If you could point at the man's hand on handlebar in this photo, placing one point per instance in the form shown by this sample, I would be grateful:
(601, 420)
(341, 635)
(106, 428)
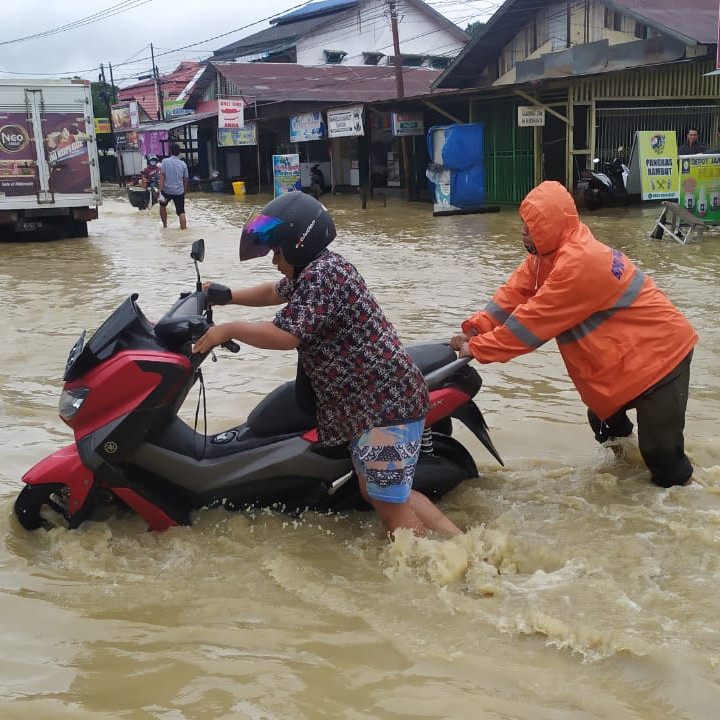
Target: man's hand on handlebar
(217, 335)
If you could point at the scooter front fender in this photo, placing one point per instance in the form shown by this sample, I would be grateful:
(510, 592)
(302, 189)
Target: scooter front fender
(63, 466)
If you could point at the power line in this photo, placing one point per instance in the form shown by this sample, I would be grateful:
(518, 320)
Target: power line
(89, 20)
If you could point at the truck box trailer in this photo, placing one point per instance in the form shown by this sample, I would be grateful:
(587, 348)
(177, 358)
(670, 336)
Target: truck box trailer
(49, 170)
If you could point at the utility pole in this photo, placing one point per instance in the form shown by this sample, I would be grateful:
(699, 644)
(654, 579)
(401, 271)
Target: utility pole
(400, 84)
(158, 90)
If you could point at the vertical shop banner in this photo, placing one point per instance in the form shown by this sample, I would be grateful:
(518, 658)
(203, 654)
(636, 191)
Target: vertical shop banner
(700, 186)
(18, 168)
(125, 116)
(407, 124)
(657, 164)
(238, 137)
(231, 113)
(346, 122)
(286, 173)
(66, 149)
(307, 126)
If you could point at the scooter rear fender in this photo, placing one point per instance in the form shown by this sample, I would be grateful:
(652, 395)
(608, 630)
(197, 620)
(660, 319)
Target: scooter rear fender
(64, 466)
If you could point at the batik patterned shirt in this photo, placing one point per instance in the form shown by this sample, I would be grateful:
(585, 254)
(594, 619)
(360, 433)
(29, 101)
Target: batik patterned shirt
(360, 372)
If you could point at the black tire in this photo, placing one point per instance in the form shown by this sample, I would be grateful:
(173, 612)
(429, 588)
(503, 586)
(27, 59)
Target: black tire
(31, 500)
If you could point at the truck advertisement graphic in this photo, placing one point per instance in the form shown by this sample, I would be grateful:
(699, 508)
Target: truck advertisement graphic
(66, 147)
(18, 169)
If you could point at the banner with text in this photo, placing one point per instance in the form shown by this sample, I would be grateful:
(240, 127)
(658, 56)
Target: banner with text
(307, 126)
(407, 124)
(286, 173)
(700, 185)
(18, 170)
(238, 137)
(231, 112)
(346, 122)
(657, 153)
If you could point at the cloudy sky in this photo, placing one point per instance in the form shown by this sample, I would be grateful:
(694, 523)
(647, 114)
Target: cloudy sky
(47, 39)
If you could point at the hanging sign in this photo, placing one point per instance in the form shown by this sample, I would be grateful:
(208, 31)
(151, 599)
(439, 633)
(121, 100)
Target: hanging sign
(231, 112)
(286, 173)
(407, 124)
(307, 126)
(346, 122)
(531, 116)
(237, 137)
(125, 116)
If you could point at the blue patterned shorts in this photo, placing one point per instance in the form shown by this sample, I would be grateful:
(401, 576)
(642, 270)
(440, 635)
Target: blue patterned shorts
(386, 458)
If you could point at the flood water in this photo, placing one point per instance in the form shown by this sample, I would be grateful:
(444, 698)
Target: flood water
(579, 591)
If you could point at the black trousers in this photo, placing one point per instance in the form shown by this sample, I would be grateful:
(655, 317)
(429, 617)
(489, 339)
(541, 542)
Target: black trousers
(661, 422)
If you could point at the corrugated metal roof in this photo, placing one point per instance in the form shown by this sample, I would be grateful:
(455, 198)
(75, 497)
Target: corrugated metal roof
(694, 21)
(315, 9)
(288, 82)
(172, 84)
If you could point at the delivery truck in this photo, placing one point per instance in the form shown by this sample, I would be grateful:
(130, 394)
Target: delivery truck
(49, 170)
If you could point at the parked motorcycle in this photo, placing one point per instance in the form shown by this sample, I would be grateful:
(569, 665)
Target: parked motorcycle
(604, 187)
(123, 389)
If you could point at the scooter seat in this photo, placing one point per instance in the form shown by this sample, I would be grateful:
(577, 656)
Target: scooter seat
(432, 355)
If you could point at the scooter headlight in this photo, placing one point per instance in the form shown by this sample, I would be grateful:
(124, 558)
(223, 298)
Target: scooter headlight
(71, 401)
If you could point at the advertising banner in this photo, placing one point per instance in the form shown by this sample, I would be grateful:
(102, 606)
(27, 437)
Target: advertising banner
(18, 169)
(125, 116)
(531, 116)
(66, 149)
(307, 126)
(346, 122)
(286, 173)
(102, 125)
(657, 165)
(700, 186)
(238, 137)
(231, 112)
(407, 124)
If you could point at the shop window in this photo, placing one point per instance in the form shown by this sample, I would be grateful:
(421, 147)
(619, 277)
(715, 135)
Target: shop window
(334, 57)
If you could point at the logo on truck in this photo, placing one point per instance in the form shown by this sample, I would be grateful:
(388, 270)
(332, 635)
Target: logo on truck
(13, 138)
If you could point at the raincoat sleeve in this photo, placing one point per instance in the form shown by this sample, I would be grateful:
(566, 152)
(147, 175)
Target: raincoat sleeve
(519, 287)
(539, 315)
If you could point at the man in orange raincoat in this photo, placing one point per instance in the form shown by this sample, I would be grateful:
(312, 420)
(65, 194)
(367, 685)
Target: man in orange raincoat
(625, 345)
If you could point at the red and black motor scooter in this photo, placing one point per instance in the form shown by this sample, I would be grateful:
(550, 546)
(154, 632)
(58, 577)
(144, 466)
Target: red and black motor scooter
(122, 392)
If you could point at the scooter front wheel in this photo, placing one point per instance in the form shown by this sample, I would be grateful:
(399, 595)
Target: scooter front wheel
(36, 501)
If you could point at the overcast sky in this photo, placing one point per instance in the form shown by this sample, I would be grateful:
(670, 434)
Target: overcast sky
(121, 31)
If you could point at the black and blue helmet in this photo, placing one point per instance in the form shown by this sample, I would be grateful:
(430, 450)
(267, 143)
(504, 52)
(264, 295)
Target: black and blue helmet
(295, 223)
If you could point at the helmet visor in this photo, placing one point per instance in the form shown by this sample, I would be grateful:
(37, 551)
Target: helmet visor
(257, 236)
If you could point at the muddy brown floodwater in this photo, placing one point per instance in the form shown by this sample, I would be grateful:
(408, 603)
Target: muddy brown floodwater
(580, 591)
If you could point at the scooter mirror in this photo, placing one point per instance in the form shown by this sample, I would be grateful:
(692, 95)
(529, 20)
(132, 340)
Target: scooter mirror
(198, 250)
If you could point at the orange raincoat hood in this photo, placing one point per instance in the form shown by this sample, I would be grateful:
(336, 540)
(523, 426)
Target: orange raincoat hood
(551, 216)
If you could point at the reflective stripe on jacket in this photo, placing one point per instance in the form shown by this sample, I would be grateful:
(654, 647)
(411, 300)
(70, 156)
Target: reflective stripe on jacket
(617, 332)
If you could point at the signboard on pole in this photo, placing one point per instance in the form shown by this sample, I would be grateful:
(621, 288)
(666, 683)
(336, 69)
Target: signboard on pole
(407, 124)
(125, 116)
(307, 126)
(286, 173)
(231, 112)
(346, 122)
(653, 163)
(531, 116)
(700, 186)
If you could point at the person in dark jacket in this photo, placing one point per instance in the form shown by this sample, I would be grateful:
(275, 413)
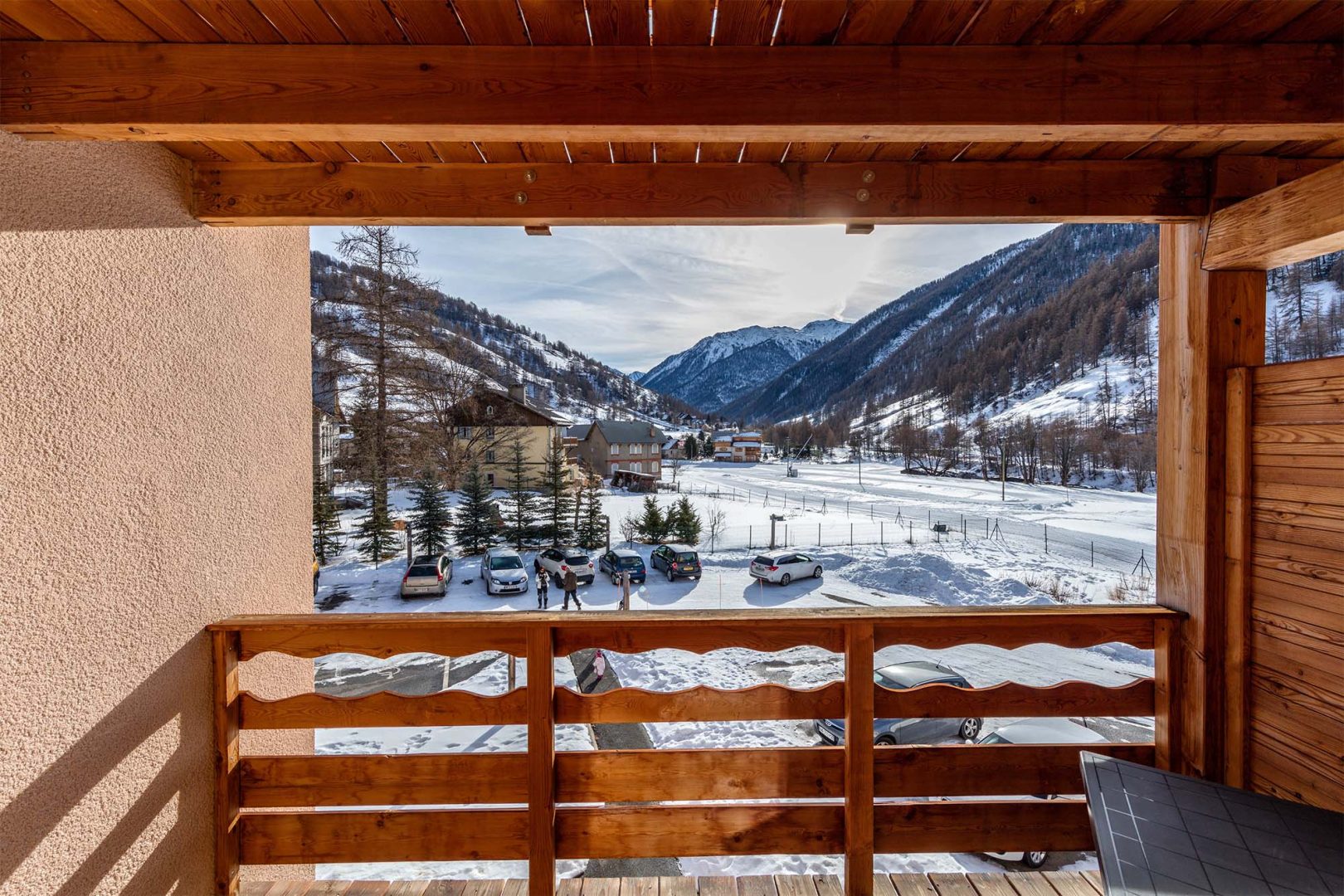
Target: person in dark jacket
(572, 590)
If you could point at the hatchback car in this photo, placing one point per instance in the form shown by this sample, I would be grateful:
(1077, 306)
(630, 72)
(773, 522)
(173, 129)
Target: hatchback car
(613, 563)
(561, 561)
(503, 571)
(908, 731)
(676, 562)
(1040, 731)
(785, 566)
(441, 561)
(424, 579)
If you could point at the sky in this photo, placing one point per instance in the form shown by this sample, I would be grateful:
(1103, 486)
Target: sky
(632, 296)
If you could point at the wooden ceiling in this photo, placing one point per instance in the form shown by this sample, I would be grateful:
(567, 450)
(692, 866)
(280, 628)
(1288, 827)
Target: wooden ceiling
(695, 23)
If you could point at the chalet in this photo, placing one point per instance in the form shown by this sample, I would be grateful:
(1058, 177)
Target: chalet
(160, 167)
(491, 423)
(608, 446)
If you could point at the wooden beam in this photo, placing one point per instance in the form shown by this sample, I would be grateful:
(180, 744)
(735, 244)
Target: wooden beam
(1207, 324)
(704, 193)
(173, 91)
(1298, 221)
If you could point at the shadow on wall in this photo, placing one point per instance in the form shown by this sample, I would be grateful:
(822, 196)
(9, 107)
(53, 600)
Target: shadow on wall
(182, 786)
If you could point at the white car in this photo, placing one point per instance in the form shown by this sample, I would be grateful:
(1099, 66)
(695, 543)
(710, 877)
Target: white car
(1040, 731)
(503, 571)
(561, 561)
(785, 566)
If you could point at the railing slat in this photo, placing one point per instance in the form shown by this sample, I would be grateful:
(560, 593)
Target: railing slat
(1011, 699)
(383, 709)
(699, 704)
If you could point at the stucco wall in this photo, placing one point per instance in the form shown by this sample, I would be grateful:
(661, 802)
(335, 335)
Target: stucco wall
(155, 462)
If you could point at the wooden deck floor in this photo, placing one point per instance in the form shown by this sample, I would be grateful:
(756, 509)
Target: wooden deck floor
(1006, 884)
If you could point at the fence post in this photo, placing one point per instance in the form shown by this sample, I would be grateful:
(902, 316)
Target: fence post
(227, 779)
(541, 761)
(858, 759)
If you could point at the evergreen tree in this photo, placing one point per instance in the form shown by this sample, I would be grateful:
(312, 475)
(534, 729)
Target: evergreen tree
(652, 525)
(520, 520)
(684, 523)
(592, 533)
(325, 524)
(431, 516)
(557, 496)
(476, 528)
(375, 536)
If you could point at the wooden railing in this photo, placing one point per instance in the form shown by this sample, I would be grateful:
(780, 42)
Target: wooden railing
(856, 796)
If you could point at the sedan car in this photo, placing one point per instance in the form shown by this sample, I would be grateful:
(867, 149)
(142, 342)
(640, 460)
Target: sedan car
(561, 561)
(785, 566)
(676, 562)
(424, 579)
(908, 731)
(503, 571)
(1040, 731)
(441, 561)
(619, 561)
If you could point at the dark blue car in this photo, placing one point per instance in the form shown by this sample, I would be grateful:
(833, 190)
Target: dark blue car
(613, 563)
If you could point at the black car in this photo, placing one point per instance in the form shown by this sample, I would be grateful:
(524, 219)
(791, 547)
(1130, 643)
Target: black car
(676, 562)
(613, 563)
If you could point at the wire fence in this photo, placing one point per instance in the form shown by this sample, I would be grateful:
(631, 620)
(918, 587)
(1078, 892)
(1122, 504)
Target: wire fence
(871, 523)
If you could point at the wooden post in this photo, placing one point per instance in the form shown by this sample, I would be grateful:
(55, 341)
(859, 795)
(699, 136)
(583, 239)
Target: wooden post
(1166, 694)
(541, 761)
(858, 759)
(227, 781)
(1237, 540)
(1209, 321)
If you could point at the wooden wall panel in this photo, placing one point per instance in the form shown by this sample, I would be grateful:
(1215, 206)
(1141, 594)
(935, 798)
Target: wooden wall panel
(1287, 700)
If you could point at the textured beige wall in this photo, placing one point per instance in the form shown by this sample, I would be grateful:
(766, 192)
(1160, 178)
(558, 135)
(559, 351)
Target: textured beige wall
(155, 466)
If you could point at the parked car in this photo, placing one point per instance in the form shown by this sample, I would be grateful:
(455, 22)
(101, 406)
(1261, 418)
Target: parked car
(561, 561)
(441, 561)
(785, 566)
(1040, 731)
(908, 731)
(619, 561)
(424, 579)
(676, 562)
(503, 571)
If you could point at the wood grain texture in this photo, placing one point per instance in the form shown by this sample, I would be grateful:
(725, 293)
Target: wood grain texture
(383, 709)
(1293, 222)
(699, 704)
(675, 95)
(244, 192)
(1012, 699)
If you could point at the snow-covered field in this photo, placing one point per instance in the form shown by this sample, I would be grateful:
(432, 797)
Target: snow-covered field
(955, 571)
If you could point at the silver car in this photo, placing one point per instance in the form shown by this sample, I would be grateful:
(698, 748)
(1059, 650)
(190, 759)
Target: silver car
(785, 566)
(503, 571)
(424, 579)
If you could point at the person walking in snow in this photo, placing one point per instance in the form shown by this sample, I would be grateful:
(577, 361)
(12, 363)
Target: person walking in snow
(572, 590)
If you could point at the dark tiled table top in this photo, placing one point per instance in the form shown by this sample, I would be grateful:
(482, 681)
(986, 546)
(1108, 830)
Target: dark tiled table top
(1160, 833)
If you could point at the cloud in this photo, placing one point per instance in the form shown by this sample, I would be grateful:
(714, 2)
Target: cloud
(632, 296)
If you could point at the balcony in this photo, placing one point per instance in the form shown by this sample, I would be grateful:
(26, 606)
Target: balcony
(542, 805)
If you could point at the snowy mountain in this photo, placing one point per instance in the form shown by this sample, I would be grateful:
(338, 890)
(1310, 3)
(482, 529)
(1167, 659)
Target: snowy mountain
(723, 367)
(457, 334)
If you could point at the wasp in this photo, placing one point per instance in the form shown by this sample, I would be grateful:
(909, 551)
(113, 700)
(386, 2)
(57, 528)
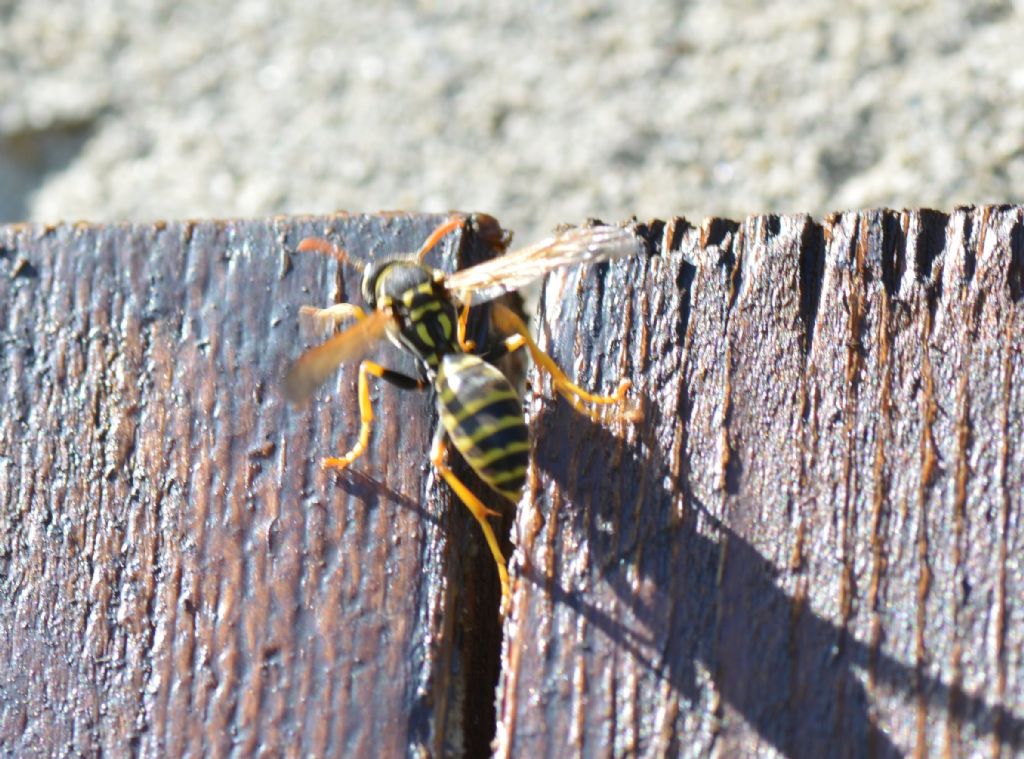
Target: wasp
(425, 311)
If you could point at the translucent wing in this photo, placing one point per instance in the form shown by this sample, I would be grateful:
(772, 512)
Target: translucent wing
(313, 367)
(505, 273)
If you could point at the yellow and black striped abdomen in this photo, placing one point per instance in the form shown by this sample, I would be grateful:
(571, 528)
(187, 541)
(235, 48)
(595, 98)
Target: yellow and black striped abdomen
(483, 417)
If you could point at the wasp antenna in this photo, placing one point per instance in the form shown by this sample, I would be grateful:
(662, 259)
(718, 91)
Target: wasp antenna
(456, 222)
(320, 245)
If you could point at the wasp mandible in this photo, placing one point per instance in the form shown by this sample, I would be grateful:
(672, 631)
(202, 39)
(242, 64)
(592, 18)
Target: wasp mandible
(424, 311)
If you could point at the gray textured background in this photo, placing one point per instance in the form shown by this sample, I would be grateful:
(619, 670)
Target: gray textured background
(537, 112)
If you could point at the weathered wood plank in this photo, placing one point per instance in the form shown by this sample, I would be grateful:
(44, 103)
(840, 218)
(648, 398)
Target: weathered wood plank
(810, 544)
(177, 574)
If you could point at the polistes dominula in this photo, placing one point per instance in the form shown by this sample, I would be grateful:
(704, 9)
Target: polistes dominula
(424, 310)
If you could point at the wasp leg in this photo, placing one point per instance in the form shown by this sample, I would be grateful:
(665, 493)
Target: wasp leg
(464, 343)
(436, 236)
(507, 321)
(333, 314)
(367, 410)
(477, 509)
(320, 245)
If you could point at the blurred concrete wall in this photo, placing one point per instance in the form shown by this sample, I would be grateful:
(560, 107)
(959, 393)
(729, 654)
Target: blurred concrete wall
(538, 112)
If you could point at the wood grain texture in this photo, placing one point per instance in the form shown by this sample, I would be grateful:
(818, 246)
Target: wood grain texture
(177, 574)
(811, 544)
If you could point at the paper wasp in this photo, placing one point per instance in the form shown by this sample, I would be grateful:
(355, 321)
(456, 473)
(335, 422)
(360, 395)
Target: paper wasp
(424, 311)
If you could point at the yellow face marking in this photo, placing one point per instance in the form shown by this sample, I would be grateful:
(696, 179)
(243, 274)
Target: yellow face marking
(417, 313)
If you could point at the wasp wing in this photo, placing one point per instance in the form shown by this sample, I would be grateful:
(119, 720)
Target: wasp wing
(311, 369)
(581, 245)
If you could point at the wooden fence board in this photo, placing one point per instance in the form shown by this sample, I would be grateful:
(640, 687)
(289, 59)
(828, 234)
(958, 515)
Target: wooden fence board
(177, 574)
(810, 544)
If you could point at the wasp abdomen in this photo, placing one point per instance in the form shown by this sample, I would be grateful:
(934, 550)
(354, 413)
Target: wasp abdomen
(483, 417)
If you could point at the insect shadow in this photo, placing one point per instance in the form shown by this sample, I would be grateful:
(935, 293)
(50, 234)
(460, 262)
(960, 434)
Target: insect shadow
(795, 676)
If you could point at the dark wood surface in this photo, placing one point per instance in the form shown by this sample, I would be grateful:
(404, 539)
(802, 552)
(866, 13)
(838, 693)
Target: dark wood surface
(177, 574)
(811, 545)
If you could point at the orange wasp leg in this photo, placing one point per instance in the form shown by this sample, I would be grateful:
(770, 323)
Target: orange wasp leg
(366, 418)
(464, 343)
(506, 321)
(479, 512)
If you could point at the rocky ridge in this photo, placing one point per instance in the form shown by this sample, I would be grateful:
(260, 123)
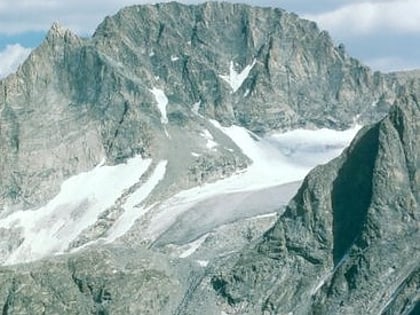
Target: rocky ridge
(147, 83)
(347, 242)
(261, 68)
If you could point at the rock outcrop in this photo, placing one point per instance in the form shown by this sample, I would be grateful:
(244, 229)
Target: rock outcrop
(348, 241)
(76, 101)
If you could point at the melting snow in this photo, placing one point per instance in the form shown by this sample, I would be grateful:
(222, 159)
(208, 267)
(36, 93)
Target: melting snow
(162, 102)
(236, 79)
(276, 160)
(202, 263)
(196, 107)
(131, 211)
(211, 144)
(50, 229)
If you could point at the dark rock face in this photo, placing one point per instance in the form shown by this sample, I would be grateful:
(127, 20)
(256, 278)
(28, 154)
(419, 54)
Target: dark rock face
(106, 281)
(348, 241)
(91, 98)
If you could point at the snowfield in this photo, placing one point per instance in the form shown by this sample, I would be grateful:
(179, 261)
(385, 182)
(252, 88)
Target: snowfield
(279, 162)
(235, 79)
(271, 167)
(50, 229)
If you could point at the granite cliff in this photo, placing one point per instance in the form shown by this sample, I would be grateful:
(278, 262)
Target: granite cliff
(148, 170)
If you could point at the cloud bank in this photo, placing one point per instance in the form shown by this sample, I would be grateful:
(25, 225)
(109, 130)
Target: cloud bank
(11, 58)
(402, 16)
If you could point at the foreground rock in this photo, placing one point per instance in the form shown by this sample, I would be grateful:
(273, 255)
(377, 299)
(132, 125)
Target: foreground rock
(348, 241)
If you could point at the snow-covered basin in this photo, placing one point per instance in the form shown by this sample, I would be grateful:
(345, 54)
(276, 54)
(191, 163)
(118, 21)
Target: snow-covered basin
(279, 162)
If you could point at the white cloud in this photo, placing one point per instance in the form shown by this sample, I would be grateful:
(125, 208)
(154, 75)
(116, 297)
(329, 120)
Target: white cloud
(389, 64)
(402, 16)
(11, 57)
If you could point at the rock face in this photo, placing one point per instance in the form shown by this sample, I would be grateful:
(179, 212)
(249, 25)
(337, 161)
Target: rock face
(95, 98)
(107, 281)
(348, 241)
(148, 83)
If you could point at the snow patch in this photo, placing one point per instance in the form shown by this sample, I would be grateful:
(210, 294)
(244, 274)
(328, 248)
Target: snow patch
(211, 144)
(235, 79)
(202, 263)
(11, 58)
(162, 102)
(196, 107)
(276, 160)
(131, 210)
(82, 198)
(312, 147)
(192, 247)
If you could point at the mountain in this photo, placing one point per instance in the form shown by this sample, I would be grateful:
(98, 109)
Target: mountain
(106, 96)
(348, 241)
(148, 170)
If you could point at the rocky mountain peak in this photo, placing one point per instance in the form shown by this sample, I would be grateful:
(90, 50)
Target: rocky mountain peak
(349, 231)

--- --- ---

Problem
From the line that has "Target: dark tiled table top" through the line that has "If you could point at the wasp in", copy every line exactly as it appears above, and leave out all others.

Answer section
Target: dark tiled table top
(1160, 833)
If you could point at the cloud in this photo, placing one point per instance in the form shown by this sample, I would be grateful:
(714, 2)
Target: cloud
(632, 296)
If you could point at the balcony in this photo, placing one point per instance in the form shown by this sample, I would be grateful:
(26, 606)
Target: balcony
(542, 805)
If you could point at the snowy mountain in this photo, placing one point per instance in the form shown by this sample, I would be grateful:
(338, 890)
(1310, 3)
(482, 529)
(1167, 659)
Target: snowy mountain
(723, 367)
(457, 334)
If you could point at the wasp in this photo, placing one point per instance in the form shown by this sample, I would be grateful:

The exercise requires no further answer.